WORK INSTRUCTIONS
In the records below, which lines include "lamp"? Copy them.

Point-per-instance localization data
+-------+
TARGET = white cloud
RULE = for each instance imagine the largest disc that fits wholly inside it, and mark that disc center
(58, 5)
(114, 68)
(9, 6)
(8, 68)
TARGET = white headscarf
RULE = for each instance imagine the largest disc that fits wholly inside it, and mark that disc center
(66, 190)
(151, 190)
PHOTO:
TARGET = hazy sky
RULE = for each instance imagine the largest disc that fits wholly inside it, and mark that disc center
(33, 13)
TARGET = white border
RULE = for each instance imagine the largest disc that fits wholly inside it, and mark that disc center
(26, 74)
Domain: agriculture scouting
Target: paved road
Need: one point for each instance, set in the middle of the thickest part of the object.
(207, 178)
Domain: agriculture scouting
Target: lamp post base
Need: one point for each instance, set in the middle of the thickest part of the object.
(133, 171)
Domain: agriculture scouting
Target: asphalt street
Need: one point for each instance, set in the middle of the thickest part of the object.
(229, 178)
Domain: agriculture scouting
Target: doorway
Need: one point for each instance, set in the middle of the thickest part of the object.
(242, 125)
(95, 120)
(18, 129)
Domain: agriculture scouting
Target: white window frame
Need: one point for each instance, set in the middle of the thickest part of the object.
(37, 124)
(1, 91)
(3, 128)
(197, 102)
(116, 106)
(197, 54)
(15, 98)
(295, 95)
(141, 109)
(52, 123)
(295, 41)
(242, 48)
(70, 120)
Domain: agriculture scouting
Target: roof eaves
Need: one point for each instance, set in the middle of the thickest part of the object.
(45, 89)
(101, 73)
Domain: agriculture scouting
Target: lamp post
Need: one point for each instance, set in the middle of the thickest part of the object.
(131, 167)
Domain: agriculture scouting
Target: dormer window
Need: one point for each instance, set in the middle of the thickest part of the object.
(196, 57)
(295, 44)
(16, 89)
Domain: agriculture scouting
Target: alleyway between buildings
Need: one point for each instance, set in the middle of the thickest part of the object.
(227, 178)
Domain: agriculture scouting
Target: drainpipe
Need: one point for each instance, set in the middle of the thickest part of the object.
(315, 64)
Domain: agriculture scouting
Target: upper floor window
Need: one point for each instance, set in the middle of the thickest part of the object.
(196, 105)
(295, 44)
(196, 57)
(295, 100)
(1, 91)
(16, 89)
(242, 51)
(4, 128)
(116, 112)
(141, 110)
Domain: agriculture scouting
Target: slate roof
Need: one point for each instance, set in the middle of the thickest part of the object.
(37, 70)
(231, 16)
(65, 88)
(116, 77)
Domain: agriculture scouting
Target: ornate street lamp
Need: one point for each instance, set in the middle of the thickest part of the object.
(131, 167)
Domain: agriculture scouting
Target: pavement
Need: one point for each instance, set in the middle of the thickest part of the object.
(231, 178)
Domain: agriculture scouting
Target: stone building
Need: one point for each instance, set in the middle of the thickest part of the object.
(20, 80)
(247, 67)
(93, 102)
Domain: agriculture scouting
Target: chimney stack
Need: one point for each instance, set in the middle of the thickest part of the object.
+-------+
RESULT BELOW
Target: lamp post base
Target: lamp post
Target: ornate street lamp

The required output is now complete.